- _WHAT THIS TASK INVOLVES_: Please copy out the entries exactly, skipping any pictures.

Collected data
<<<<

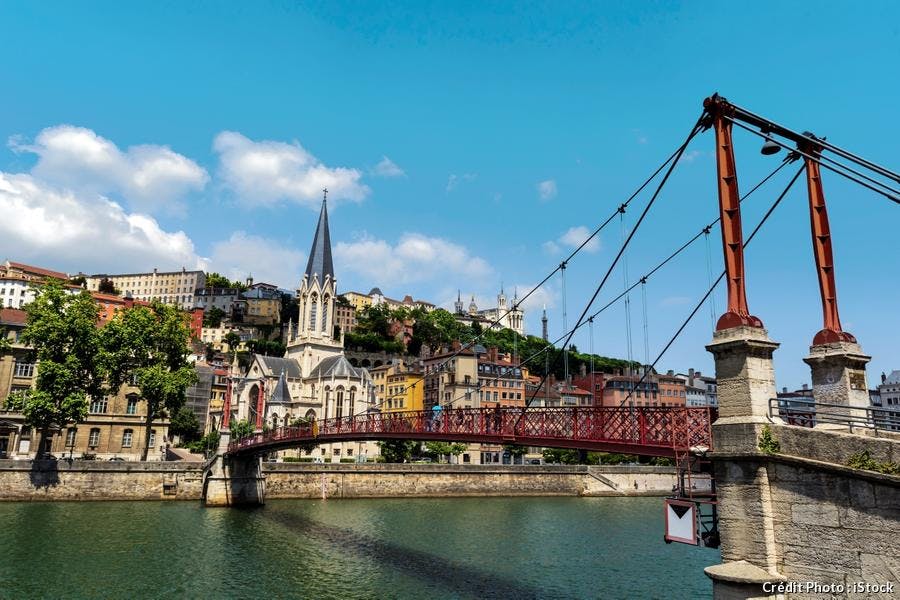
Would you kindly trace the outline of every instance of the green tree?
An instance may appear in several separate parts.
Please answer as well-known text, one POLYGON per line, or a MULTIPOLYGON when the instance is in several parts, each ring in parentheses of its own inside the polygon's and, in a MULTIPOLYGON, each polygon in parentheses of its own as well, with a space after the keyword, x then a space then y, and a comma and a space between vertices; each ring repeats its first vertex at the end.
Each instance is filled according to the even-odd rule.
POLYGON ((147 460, 153 421, 166 412, 176 414, 197 380, 187 361, 190 339, 184 314, 160 302, 119 311, 103 328, 110 386, 118 390, 135 376, 147 405, 141 460, 147 460))
POLYGON ((413 450, 419 446, 419 442, 413 440, 383 440, 378 442, 381 456, 384 462, 402 463, 412 456, 413 450))
POLYGON ((109 277, 104 277, 100 280, 100 283, 97 284, 97 291, 103 294, 113 294, 114 296, 119 295, 119 290, 116 289, 116 286, 113 285, 112 279, 109 277))
POLYGON ((236 334, 233 331, 229 331, 228 333, 225 334, 225 337, 222 338, 222 341, 228 345, 228 349, 231 352, 234 352, 237 350, 238 346, 241 344, 241 336, 239 336, 238 334, 236 334))
POLYGON ((452 451, 449 442, 425 442, 425 454, 437 462, 444 462, 444 457, 452 451))
POLYGON ((194 411, 182 406, 172 416, 169 433, 177 435, 182 443, 192 442, 200 437, 200 420, 194 411))
POLYGON ((6 333, 5 327, 0 327, 0 352, 6 352, 12 348, 12 344, 9 343, 9 334, 6 333))
POLYGON ((218 327, 222 324, 222 319, 225 318, 225 311, 219 308, 218 306, 213 306, 209 310, 203 313, 203 326, 204 327, 218 327))
POLYGON ((254 430, 253 423, 247 419, 232 421, 228 428, 231 431, 231 439, 233 440, 249 437, 253 435, 254 430))
POLYGON ((247 342, 247 350, 253 354, 264 356, 284 356, 287 348, 284 344, 272 340, 250 340, 247 342))
POLYGON ((229 280, 224 275, 219 275, 218 273, 207 273, 206 274, 206 287, 209 288, 230 288, 231 280, 229 280))
POLYGON ((72 285, 77 285, 80 288, 87 288, 87 279, 85 279, 84 275, 72 277, 71 279, 69 279, 69 283, 71 283, 72 285))
POLYGON ((25 424, 40 431, 40 458, 50 429, 82 422, 88 400, 107 391, 97 328, 100 310, 88 292, 70 294, 51 280, 37 289, 25 311, 21 340, 35 352, 37 380, 33 389, 11 395, 7 408, 21 411, 25 424))
POLYGON ((518 444, 503 444, 503 451, 509 452, 510 456, 525 456, 528 454, 528 448, 518 444))

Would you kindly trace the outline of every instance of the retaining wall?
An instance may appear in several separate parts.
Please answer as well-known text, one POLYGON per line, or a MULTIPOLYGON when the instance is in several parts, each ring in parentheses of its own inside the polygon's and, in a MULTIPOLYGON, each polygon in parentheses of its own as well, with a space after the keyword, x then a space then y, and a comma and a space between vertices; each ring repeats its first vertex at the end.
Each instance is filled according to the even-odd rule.
MULTIPOLYGON (((265 463, 266 498, 662 496, 672 467, 265 463)), ((0 501, 199 500, 203 465, 0 460, 0 501)))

>>>>

- _ANSWER SPACE_:
Would you kindly trace the outline of every instance of the green tree?
An instance may appear in several separate parts.
Please answer as well-known text, one POLYGON per line, or a MULTIPOLYGON when the instance is in several parts, each ring in parentheses of its own inside the polygon's and, in a MULTIPOLYGON, each polygon in parentheses of its own as well, with a space after the keyword, x then a space then y, and a comma and a space between vertices; each ring repeats its first vertex at the end.
Each instance is filled according to the even-odd rule.
POLYGON ((147 460, 153 421, 166 412, 176 414, 197 380, 187 361, 190 339, 184 314, 160 302, 119 311, 103 328, 110 386, 118 390, 135 376, 147 405, 141 460, 147 460))
POLYGON ((413 450, 419 446, 419 442, 413 440, 383 440, 378 442, 381 456, 384 462, 402 463, 412 456, 413 450))
POLYGON ((109 277, 104 277, 100 280, 100 283, 97 284, 97 291, 103 294, 113 294, 114 296, 119 295, 119 290, 116 289, 116 286, 113 285, 112 279, 109 277))
POLYGON ((236 334, 233 331, 229 331, 228 333, 225 334, 225 337, 222 338, 222 341, 228 345, 228 349, 231 352, 234 352, 237 350, 238 346, 241 344, 241 336, 239 336, 238 334, 236 334))
POLYGON ((452 451, 449 442, 425 442, 425 454, 437 462, 444 462, 444 457, 452 451))
POLYGON ((194 411, 182 406, 172 416, 169 433, 177 435, 182 443, 192 442, 200 437, 200 420, 194 411))
POLYGON ((6 333, 5 327, 0 327, 0 352, 6 352, 12 348, 12 344, 9 343, 9 334, 6 333))
POLYGON ((218 327, 222 324, 222 319, 225 318, 225 311, 219 308, 218 306, 213 306, 209 310, 203 313, 203 326, 204 327, 218 327))
POLYGON ((254 430, 253 423, 247 419, 232 421, 228 428, 231 431, 231 439, 233 440, 249 437, 253 435, 254 430))
POLYGON ((247 342, 247 350, 253 354, 264 356, 284 356, 287 348, 284 344, 272 340, 250 340, 247 342))
POLYGON ((229 280, 224 275, 219 275, 218 273, 207 273, 206 274, 206 287, 209 288, 230 288, 231 280, 229 280))
POLYGON ((72 285, 77 285, 80 288, 87 288, 87 279, 85 279, 84 275, 72 277, 71 279, 69 279, 69 283, 71 283, 72 285))
POLYGON ((25 424, 40 431, 40 458, 50 429, 82 422, 88 400, 107 391, 97 328, 100 310, 88 292, 70 294, 51 280, 37 289, 25 311, 21 340, 35 352, 37 380, 33 389, 11 395, 7 408, 21 411, 25 424))
POLYGON ((518 444, 503 444, 503 451, 509 452, 510 456, 525 456, 528 454, 528 448, 518 444))

Would you kindly trace the outline of every instance of the retaining wall?
An instance may appear in several separate parts.
Please answer as well-known text, one POLYGON per line, or a MULTIPOLYGON when the instance is in several parts, each ring in parentheses of its own inside the polygon's and, in a MULTIPOLYGON, each polygon in parentheses of its own as well, with a space after the keyword, x then a space then y, and a comma and a space between vertices; each ring repeats its first vertex at the end.
Each instance is filled according to the even-odd rule.
MULTIPOLYGON (((265 463, 266 498, 662 496, 672 467, 265 463)), ((0 501, 199 500, 203 465, 0 460, 0 501)))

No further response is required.